These days are lazy. As the weather has warmed, my appetite for — and desire to cook — heavy, bready things has waned. Gone are the consistent cravings for bagels every other day. Many weekends, I don’t even want pancakes. Blasphemy! I’ve been beginning most of my days lately with yogurt, fruit, and granola, and then often have a second breakfast at lunchtime with avocado toast topped with a fried egg. Really, most of what I want these days includes protein and fruits and vegetables. But that doesn’t mean that I don’t still crave some luxury on a Sunday morning. I just want it to include less flour, more eggs, and be topped with yogurt and fresh fruit. Thank goodness for the FauxMartha’s Blender Dutch Baby, because now it’s all I want to make to sate my weekend morning sweet tooth.
“What is a Dutch baby?” you may have asked anytime in the last couple of years while this tasty breakfast was gaining steam — literally. It’s a kind of giant pancake, really, whose lift comes from eggs and a hot skillet rather than any baking powder, soda, or yeast — sort of like a popover. It rises in the oven, crumpling and folding over itself as it pushes hot, shimmering butter around itself, and falls as it cools, resulting in a custardy, silken sheet.
Dutch babies come together in minutes in the blender (or food processor, if, like us, yours has broken), while your oven-safe skillet preheats, a block of butter at its center melting and sizzling as it awaits the frothy, vanilla-tinged batter. This leaves you time to then make your coffee, rinse and maybe slice your fruit, and fry your bacon, all while your dutch baby rises and crumples in the oven.
We’ve been loving ours with Greek yogurt or Icelandic skyr, berries and peaches, and a drizzle of pure maple syrup. Along with a side of possibly the best bacon we’ve ever eaten, sold by the pound at Astoria Bier and Cheese, on special occasions. I finish my Dutch baby breakfasts feeling neither a little hungry, nor too full. It’s become part of our weekend routine, perfect in its ease, delightfully delicate in taste. I even made this after I came home from a hot, sweaty race a couple of weeks ago — it’s that easy, requires that little effort, and is that good.

# # # #

§ Questions to answer:
1. From the Dutch baby post, list everything the writer says they have been eating on top of their Dutch baby.
2. Carry on the Dutch baby post from its final sentence, keeping the same voice.

# # # #

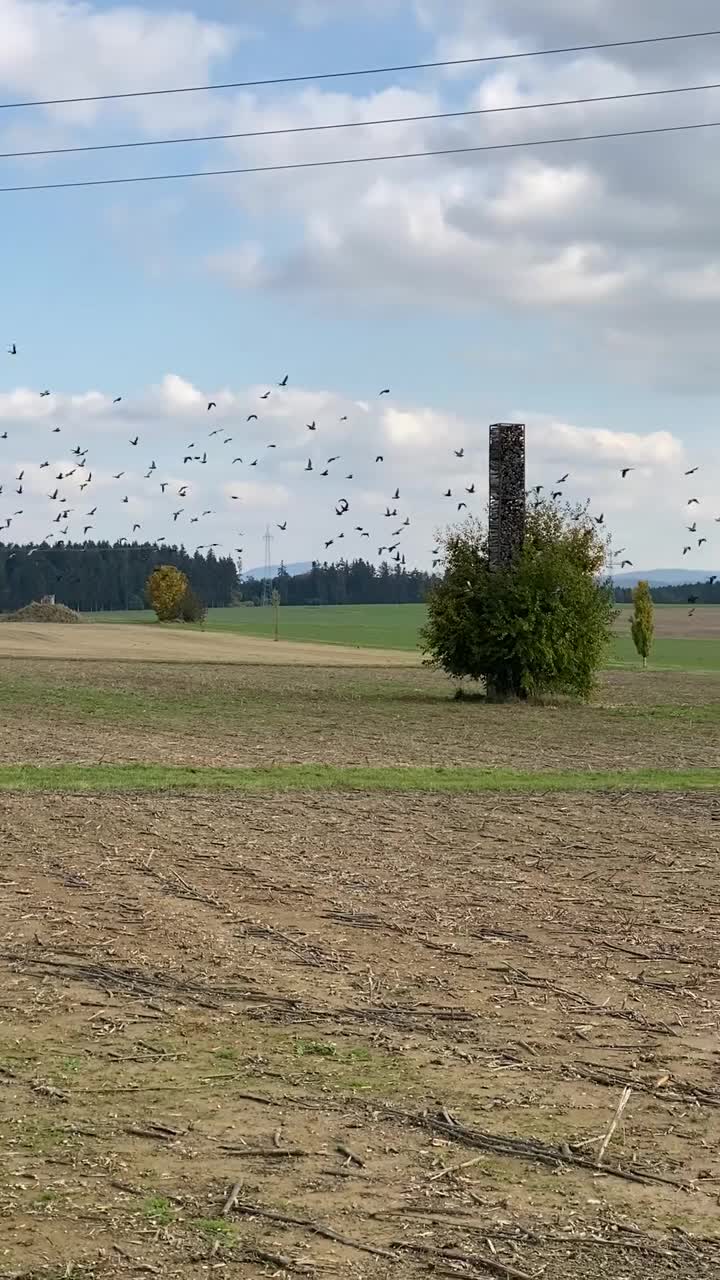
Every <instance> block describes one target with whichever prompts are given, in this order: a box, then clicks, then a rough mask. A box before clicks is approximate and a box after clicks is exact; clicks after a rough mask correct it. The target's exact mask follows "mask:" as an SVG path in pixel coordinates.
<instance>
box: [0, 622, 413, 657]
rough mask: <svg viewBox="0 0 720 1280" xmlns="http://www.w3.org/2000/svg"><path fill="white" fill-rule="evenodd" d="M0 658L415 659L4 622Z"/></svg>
mask: <svg viewBox="0 0 720 1280" xmlns="http://www.w3.org/2000/svg"><path fill="white" fill-rule="evenodd" d="M0 658H55V659H61V658H67V659H72V660H74V662H77V660H82V662H96V660H97V659H100V660H104V662H179V663H200V662H201V663H255V662H260V663H272V664H281V666H288V664H291V663H299V664H304V663H305V664H315V666H323V667H354V666H361V667H414V666H418V663H419V660H420V658H419V655H418V654H415V653H406V652H402V650H400V649H360V648H350V646H346V645H327V644H302V643H300V641H292V640H278V641H270V640H265V639H263V637H258V636H243V635H238V634H231V632H223V631H202V632H201V631H176V630H173V628H168V630H164V628H161V627H135V626H128V625H124V623H120V625H113V623H110V622H109V623H106V625H102V626H100V625H97V623H91V622H85V623H83V622H79V623H77V625H76V626H68V625H61V623H55V622H45V623H29V622H6V623H4V625H3V626H0Z"/></svg>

# # # #

§ Answers below:
1. Greek yogurt, Icelandic skyr, berries, peaches, pure maple syrup

2.
You guys! I’m on Snapchat. I must be old because I’m still kind of getting the hang of it and it feels a little self-indulgent. I mostly make funny faces and take pictures of my cats, but hey, that’s life, right? Let’s be friends!
Easy Dutch Baby Breakfast
from the FauxMartha
I’ve made this recipe with both granulated sugar and turbinado, because for a while I wasn’t quite sure what “pure cane” meant. Did it need to be raw? Both work, but perhaps because we’ve never owned the best blender I found a lot of the turbinado got left behind, caking a bit to the blades. My vote is for granulated — but I’m with her that you should seek out the kind that’s pure cane (most are, I think). I mean, what the heck is beet sugar and why would anyone want to eat it??
serves 2-4
4 tablespoons unsalted butter
3 large eggs
2/3 cup all-purpose unbleached flour
2/3 cup whole milk
2 tablespoons pure cane sugar
1/2 teaspoon kosher salt
1/2 teaspoon pure vanilla extract
Preheat the oven to 425 degrees with a rack in the center. Place butter in a 10-inch cast iron or other heavy, ovenproof skillet and allow it to melt in the oven while it’s preheating.
In a blender or food processor, add eggs and whir until frothy, about 20 seconds. Add flour, milk, sugar, salt, and vanilla, and blend until completely combined, another 10-20 seconds, scraping down the sides if necessary. (You can also whisk it all by hand, it’ll just take longer.)
Once the oven is preheated and the butter is melted and bubbling, remove the skillet, pour in the batter, and return to the oven. Bake for 15 minutes, or until golden, puffed, and crumpled.
Remove, cut into wedges, garnish with Greek yogurt, fruit, pure maple syrup, or whatever your heart desires.